Your goal
Format every nonblank line of the records below as a Markdown table with two columns, Row and Line. Number the rows in order.

____

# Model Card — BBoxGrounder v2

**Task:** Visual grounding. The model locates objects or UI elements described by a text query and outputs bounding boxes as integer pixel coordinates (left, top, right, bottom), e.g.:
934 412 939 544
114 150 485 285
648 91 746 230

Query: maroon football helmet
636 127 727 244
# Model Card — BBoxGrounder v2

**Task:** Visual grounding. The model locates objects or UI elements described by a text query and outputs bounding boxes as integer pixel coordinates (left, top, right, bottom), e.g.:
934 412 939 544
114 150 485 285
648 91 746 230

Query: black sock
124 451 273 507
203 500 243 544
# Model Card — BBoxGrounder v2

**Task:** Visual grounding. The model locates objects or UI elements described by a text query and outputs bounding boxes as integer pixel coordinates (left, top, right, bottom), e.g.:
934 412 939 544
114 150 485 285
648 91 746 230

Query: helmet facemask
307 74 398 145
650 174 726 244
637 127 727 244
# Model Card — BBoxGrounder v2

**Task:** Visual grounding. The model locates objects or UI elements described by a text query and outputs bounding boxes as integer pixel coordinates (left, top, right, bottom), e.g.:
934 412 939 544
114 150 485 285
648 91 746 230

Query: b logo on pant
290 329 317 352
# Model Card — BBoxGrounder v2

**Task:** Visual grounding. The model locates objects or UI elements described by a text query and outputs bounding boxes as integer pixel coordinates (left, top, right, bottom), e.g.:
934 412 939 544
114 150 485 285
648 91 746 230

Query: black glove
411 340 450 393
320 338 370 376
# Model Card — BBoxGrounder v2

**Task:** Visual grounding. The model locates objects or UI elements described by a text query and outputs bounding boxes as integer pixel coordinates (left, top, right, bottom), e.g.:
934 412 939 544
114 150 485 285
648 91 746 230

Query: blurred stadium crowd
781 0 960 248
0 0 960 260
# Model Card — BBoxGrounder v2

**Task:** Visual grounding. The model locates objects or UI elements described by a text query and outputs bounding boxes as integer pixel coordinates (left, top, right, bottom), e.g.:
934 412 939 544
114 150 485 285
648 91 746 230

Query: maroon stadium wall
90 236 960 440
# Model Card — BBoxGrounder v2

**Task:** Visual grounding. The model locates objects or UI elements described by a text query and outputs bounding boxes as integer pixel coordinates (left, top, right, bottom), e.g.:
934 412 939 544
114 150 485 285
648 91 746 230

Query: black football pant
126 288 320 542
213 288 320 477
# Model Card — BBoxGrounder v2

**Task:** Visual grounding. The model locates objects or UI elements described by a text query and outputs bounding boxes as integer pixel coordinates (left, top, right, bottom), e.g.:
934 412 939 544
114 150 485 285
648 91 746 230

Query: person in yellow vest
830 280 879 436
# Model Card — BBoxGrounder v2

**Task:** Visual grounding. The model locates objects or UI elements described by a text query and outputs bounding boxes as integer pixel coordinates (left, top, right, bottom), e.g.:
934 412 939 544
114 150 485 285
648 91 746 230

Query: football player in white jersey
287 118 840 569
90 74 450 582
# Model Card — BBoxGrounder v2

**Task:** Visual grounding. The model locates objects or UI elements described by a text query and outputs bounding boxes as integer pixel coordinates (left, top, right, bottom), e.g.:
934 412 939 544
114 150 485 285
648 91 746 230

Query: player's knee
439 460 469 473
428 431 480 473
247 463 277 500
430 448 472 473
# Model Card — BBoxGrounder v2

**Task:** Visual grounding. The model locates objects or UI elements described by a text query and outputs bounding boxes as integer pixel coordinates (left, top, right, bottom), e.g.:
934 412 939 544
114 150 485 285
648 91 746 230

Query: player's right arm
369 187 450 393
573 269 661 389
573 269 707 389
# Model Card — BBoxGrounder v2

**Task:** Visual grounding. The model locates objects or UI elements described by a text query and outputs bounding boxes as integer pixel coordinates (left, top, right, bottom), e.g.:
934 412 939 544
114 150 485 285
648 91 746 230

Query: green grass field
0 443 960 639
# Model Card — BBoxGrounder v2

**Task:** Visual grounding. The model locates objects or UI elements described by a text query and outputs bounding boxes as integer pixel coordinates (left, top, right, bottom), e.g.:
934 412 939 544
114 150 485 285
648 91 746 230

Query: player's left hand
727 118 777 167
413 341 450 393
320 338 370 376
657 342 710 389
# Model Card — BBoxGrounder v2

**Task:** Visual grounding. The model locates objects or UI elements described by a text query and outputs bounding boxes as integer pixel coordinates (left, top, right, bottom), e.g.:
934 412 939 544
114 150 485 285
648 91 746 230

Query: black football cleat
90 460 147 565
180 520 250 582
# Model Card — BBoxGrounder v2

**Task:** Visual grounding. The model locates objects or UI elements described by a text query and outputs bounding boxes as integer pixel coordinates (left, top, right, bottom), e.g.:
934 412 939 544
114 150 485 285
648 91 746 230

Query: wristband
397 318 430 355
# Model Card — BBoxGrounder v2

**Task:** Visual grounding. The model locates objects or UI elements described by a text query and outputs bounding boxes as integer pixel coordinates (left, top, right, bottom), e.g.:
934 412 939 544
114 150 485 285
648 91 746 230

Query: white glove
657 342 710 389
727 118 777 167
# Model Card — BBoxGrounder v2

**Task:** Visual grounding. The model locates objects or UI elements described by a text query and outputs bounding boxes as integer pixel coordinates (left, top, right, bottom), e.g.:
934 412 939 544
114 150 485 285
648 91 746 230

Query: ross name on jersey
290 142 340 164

____

Answer below
| Row | Line |
|---|---|
| 1 | # Model Card — BBoxGrounder v2 |
| 2 | **Task:** Visual grounding. The model locates objects or UI elements described by a text query and outputs bounding boxes as integer pixel coordinates (left, top, right, bottom), e.g.: |
| 3 | 934 412 939 544 |
| 4 | 114 150 485 285 |
| 5 | 648 91 746 230 |
| 6 | Query: maroon football helmet |
| 7 | 636 127 727 244 |
| 8 | # Model Card — BBoxGrounder v2 |
| 9 | **Task:** Visual grounding. The model locates objects or UI elements described by a text query and outputs bounding boxes as integer pixel coordinates (left, top, right, bottom), e.g.: |
| 10 | 934 412 939 544 |
| 11 | 114 150 485 285 |
| 12 | 648 91 746 230 |
| 13 | Query: black sock |
| 14 | 124 451 273 507 |
| 15 | 203 500 243 544 |
| 16 | # Model Card — BBoxGrounder v2 |
| 17 | **Task:** Visual grounding. The model locates objects or UI elements described by a text query and outputs bounding boxes as integer pixel coordinates (left, top, right, bottom), e.g.: |
| 18 | 934 412 939 544 |
| 19 | 114 150 485 285 |
| 20 | 648 91 746 230 |
| 21 | Query: helmet facemask |
| 22 | 307 74 398 145 |
| 23 | 650 174 726 244 |
| 24 | 637 127 727 244 |
| 25 | # Model Card — BBoxGrounder v2 |
| 26 | **Task:** Visual grounding. The model locates objects or UI elements described by a text query and outputs bounding boxes as integer pixel coordinates (left, top, right, bottom), e.g.: |
| 27 | 934 412 939 544 |
| 28 | 114 150 485 285 |
| 29 | 648 91 746 230 |
| 30 | Query: b logo on pant |
| 31 | 290 329 317 352 |
| 32 | # Model Card — BBoxGrounder v2 |
| 33 | **Task:** Visual grounding. The model locates objects or UI elements described by a text query and outputs bounding boxes as integer pixel coordinates (left, top, right, bottom), e.g.: |
| 34 | 934 412 939 544 |
| 35 | 114 150 485 285 |
| 36 | 648 91 746 230 |
| 37 | Query: black glove |
| 38 | 411 340 450 393 |
| 39 | 320 338 370 376 |
| 40 | # Model Card — BBoxGrounder v2 |
| 41 | **Task:** Visual grounding. The model locates objects or UI elements described by a text query and outputs bounding boxes as integer pixel coordinates (left, top, right, bottom), e.g.: |
| 42 | 934 412 939 544 |
| 43 | 114 150 485 285 |
| 44 | 648 91 746 230 |
| 45 | Query: blurred stadium crowd |
| 46 | 781 0 960 248 |
| 47 | 0 0 960 260 |
| 48 | # Model Card — BBoxGrounder v2 |
| 49 | **Task:** Visual grounding. The model locates objects or UI elements described by a text query and outputs bounding boxes as integer pixel coordinates (left, top, right, bottom), e.g.: |
| 50 | 934 412 939 544 |
| 51 | 114 150 485 285 |
| 52 | 648 91 746 230 |
| 53 | Query: maroon stadium wall |
| 54 | 90 236 960 440 |
| 55 | # Model Card — BBoxGrounder v2 |
| 56 | **Task:** Visual grounding. The model locates objects or UI elements described by a text query and outputs bounding boxes as integer pixel coordinates (left, top, right, bottom), e.g.: |
| 57 | 934 412 939 544 |
| 58 | 114 150 485 285 |
| 59 | 648 91 746 230 |
| 60 | Query: black football pant |
| 61 | 126 288 320 542 |
| 62 | 213 288 320 477 |
| 63 | # Model Card — BBoxGrounder v2 |
| 64 | **Task:** Visual grounding. The model locates objects or UI elements described by a text query and outputs bounding boxes as integer pixel coordinates (left, top, right, bottom), e.g.: |
| 65 | 934 412 939 544 |
| 66 | 114 150 485 285 |
| 67 | 648 91 746 230 |
| 68 | Query: person in yellow vest |
| 69 | 830 280 879 436 |
| 70 | # Model Card — BBoxGrounder v2 |
| 71 | **Task:** Visual grounding. The model locates objects or UI elements described by a text query and outputs bounding boxes as integer pixel coordinates (left, top, right, bottom), e.g.: |
| 72 | 934 412 939 544 |
| 73 | 114 150 485 285 |
| 74 | 648 91 746 230 |
| 75 | Query: football player in white jersey |
| 76 | 287 118 840 569 |
| 77 | 90 74 450 582 |
| 78 | # Model Card — BBoxGrounder v2 |
| 79 | **Task:** Visual grounding. The model locates objects or UI elements described by a text query and outputs bounding boxes as integer pixel coordinates (left, top, right, bottom), e.g.: |
| 80 | 934 412 939 544 |
| 81 | 114 150 485 285 |
| 82 | 648 91 746 230 |
| 83 | Query: player's knee |
| 84 | 439 460 469 473 |
| 85 | 428 431 480 473 |
| 86 | 247 463 277 500 |
| 87 | 430 448 472 473 |
| 88 | # Model Card — BBoxGrounder v2 |
| 89 | **Task:** Visual grounding. The model locates objects or UI elements described by a text query and outputs bounding boxes as integer pixel coordinates (left, top, right, bottom), e.g.: |
| 90 | 934 412 939 544 |
| 91 | 114 150 485 285 |
| 92 | 648 91 746 230 |
| 93 | Query: player's right arm |
| 94 | 369 187 450 393 |
| 95 | 573 269 661 389 |
| 96 | 573 269 707 389 |
| 97 | # Model Card — BBoxGrounder v2 |
| 98 | **Task:** Visual grounding. The model locates objects or UI elements described by a text query and outputs bounding boxes as integer pixel coordinates (left, top, right, bottom), e.g.: |
| 99 | 934 412 939 544 |
| 100 | 114 150 485 285 |
| 101 | 648 91 746 230 |
| 102 | Query: green grass field |
| 103 | 0 443 960 639 |
| 104 | # Model Card — BBoxGrounder v2 |
| 105 | **Task:** Visual grounding. The model locates objects or UI elements described by a text query and outputs bounding boxes as integer pixel coordinates (left, top, right, bottom), e.g.: |
| 106 | 934 412 939 544 |
| 107 | 114 150 485 285 |
| 108 | 648 91 746 230 |
| 109 | Query: player's left hand |
| 110 | 727 118 777 167 |
| 111 | 413 341 450 393 |
| 112 | 320 338 370 376 |
| 113 | 657 342 710 389 |
| 114 | # Model Card — BBoxGrounder v2 |
| 115 | **Task:** Visual grounding. The model locates objects or UI elements described by a text query and outputs bounding boxes as integer pixel coordinates (left, top, right, bottom), e.g.: |
| 116 | 934 412 939 544 |
| 117 | 114 150 485 285 |
| 118 | 648 91 746 230 |
| 119 | Query: black football cleat |
| 120 | 90 460 147 565 |
| 121 | 180 520 250 582 |
| 122 | # Model Card — BBoxGrounder v2 |
| 123 | **Task:** Visual grounding. The model locates objects or UI elements described by a text query and outputs bounding boxes as integer pixel coordinates (left, top, right, bottom), e.g.: |
| 124 | 934 412 939 544 |
| 125 | 114 150 485 285 |
| 126 | 648 91 746 230 |
| 127 | Query: wristband |
| 128 | 397 318 430 355 |
| 129 | # Model Card — BBoxGrounder v2 |
| 130 | **Task:** Visual grounding. The model locates objects or UI elements described by a text query and outputs bounding boxes as integer pixel coordinates (left, top, right, bottom), e.g.: |
| 131 | 934 412 939 544 |
| 132 | 114 150 485 285 |
| 133 | 648 91 746 230 |
| 134 | Query: white glove |
| 135 | 657 342 710 389 |
| 136 | 727 118 777 167 |
| 137 | # Model Card — BBoxGrounder v2 |
| 138 | **Task:** Visual grounding. The model locates objects or UI elements described by a text query and outputs bounding boxes as integer pixel coordinates (left, top, right, bottom), e.g.: |
| 139 | 934 412 939 544 |
| 140 | 114 150 485 285 |
| 141 | 648 91 746 230 |
| 142 | Query: ross name on jersey |
| 143 | 290 142 340 164 |